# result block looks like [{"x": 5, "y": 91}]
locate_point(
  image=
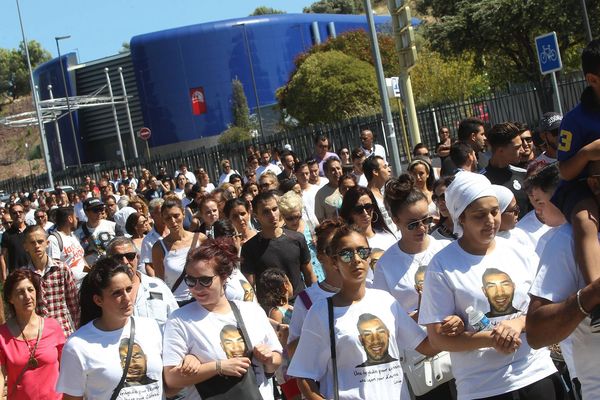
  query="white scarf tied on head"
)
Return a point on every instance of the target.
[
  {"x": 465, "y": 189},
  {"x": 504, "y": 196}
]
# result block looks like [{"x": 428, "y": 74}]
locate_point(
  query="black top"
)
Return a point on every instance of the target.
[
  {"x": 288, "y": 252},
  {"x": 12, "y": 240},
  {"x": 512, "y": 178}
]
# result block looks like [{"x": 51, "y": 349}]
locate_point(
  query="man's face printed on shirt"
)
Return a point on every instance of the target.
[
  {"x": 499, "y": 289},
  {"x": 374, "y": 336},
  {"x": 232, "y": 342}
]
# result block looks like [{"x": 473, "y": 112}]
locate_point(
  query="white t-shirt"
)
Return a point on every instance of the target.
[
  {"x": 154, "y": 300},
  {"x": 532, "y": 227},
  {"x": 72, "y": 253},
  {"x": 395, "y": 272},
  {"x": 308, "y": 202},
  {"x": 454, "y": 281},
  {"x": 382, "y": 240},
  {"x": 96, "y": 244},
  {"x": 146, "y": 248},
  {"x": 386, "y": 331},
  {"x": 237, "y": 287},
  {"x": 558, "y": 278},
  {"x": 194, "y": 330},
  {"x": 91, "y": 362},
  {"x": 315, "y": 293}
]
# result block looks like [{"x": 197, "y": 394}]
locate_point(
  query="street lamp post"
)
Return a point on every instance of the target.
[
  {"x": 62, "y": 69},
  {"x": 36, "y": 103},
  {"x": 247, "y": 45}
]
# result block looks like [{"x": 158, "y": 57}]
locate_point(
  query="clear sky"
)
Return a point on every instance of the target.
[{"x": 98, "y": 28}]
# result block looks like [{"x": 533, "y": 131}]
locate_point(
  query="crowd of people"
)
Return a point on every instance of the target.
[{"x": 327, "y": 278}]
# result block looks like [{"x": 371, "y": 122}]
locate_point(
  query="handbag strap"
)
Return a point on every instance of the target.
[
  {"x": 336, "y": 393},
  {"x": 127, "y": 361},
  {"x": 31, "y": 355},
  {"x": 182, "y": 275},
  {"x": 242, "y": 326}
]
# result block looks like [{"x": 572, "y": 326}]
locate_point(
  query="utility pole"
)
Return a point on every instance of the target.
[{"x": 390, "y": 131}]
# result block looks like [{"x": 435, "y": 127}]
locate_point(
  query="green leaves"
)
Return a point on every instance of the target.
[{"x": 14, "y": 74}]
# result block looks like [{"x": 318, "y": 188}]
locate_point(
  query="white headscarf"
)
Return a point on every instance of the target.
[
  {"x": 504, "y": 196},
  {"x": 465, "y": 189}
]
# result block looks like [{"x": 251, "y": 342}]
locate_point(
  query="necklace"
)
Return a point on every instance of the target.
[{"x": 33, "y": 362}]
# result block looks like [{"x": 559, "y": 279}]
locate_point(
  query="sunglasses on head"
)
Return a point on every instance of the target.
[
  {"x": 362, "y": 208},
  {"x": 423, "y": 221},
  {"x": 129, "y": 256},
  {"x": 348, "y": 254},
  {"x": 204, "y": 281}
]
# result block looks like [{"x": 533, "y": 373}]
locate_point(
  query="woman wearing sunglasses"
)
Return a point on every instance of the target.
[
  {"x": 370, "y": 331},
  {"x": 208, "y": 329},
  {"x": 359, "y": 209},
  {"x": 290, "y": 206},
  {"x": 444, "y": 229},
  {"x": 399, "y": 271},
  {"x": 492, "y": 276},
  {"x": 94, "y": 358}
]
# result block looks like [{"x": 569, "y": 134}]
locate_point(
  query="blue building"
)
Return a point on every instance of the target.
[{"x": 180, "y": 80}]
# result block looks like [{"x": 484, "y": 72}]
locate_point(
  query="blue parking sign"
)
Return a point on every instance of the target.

Given instruction:
Each record should be quoted exactly, with the images omitted.

Solution for this exercise:
# result block looks like [{"x": 5, "y": 91}]
locate_point(
  image=
  query="white scarf tied on head"
)
Return a point on every instance of the target.
[
  {"x": 465, "y": 189},
  {"x": 504, "y": 196}
]
# result block looks like [{"x": 428, "y": 74}]
locate_point(
  query="black top"
)
Return a point on every instance of the target.
[
  {"x": 288, "y": 252},
  {"x": 12, "y": 240},
  {"x": 512, "y": 178}
]
# result block looks like [{"x": 51, "y": 349}]
locate_point(
  query="man's face printed on shirt"
)
Return a point on every instance of the target.
[
  {"x": 499, "y": 289},
  {"x": 374, "y": 336},
  {"x": 232, "y": 342}
]
# result block looks like [{"x": 473, "y": 112}]
locate_point(
  query="white t-shirt"
)
Return a point on every instance of the target.
[
  {"x": 154, "y": 300},
  {"x": 532, "y": 227},
  {"x": 72, "y": 253},
  {"x": 395, "y": 272},
  {"x": 308, "y": 202},
  {"x": 454, "y": 281},
  {"x": 382, "y": 240},
  {"x": 96, "y": 244},
  {"x": 146, "y": 248},
  {"x": 386, "y": 331},
  {"x": 237, "y": 287},
  {"x": 558, "y": 278},
  {"x": 194, "y": 330},
  {"x": 91, "y": 362},
  {"x": 315, "y": 293}
]
# result block looks like [{"x": 197, "y": 394}]
locate_point(
  query="street lamp post"
)
Return a point on every instance of the target.
[
  {"x": 62, "y": 69},
  {"x": 36, "y": 103},
  {"x": 247, "y": 45}
]
# result block looks like [{"x": 158, "y": 57}]
locate_point(
  query="clear sky"
)
Return a point on every instance of the target.
[{"x": 98, "y": 28}]
# result block looks like [{"x": 533, "y": 131}]
locate_point(
  query="crowd of people"
)
Return a point on every instance of the target.
[{"x": 327, "y": 278}]
# result block looks like [{"x": 371, "y": 122}]
locate_point(
  query="handbag strap"
)
Return a point on every instance of the target.
[
  {"x": 336, "y": 393},
  {"x": 127, "y": 361},
  {"x": 31, "y": 355},
  {"x": 182, "y": 275},
  {"x": 242, "y": 326}
]
# result block looks like [{"x": 572, "y": 326}]
locate_point(
  query="utility pole"
)
Return a point on every instance of the target.
[{"x": 390, "y": 131}]
# result block looks like [{"x": 435, "y": 127}]
locate_point(
  query="green leaves"
)
Return a point on every instance of the target.
[{"x": 14, "y": 74}]
# result block looks like [{"x": 318, "y": 188}]
locate_point(
  query="white headscarf"
)
Return a point on every instance of the target.
[
  {"x": 504, "y": 196},
  {"x": 465, "y": 189}
]
# result block looks like [{"x": 251, "y": 342}]
locate_point(
  query="necklace"
)
Return a point on every instance of the target.
[{"x": 33, "y": 362}]
# result block looks like [{"x": 559, "y": 279}]
locate_point(
  query="sunglasses on head"
)
Return a point on every instance of the target.
[
  {"x": 362, "y": 208},
  {"x": 423, "y": 221},
  {"x": 129, "y": 256},
  {"x": 348, "y": 254},
  {"x": 204, "y": 281}
]
# result block looks like [{"x": 533, "y": 373}]
locate_point(
  query="woman wearing sunglasses"
)
Return a point on every instance of the target.
[
  {"x": 370, "y": 331},
  {"x": 208, "y": 329},
  {"x": 359, "y": 209},
  {"x": 290, "y": 206},
  {"x": 444, "y": 229},
  {"x": 399, "y": 271},
  {"x": 492, "y": 276},
  {"x": 94, "y": 358}
]
# result block looks like [{"x": 569, "y": 134}]
locate_point(
  query="blue building"
)
Return a point on every instance of the target.
[{"x": 180, "y": 80}]
# result block looks like [{"x": 484, "y": 72}]
locate_point(
  query="blue parking sign"
)
Return a point on every instance of the target.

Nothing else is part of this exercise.